## START Data for the task

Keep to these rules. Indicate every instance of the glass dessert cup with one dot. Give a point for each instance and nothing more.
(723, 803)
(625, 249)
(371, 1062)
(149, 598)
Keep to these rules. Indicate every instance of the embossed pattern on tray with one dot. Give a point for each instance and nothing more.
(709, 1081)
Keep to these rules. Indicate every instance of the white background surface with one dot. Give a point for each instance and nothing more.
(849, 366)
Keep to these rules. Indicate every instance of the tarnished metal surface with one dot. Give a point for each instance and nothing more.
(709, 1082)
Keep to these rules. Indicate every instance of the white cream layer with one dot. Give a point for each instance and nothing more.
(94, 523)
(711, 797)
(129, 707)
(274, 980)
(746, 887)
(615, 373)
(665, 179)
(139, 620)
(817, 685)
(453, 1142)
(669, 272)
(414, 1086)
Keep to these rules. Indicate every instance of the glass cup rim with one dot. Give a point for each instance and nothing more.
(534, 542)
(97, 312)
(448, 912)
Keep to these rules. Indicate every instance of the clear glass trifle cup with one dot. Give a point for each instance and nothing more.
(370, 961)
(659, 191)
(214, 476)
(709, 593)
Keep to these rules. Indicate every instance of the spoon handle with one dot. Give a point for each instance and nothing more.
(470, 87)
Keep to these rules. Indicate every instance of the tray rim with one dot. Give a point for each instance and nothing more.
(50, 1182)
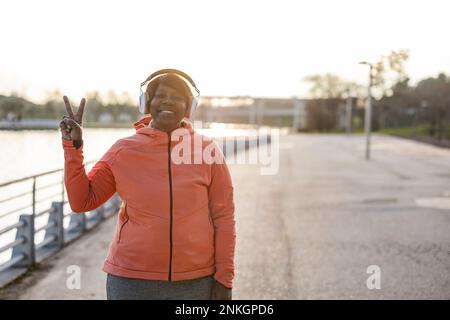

## END Data for the task

• Aim: Rewrite the lines above, replacing "tray rim" with "tray edge" and keeping everything else the same. Do not include the pictures.

• Exercise answer:
Keep to these rules. Indicate every instance of the glass dessert cup with one dot. Give a point for each instance and nothing more.
(723, 803)
(625, 249)
(371, 1062)
(149, 598)
Keep to these rules. Indicate every instance of the embossed pattern on tray with one dot. Give a point for each instance and nothing more.
(709, 1081)
Keep to these rules. Indicate every instance of the white background surface with one dot. Give a point for each instance and nothing more.
(849, 366)
Keep to these rules. Indicate every instance of the tarnished metal surface with one dot. Give a point for each instance and nothing more.
(709, 1082)
Keep to these rules. Indicate every instance of the white cream layer with one dot. Give a point for each instance and nothing more.
(94, 523)
(711, 797)
(129, 707)
(274, 980)
(746, 887)
(615, 373)
(665, 179)
(139, 620)
(817, 685)
(453, 1142)
(669, 272)
(414, 1086)
Keep to these rules. Indicate every instance of the glass cup rim with one dot. Give a point for each instance and nothing more.
(534, 542)
(97, 312)
(448, 912)
Keep to these rules. Indicate every instance of the clear glass trifle cup with one dot. Give a point for each instance and nothing more.
(370, 961)
(659, 191)
(214, 476)
(709, 593)
Keep to these rules. Indicate every instance of the spoon handle with one dot. Give a point for each instance and nothing more.
(470, 87)
Keep to these rules. Indicate every instance of the tray edge with one dot. Give a point for each instance and nothing more.
(50, 1182)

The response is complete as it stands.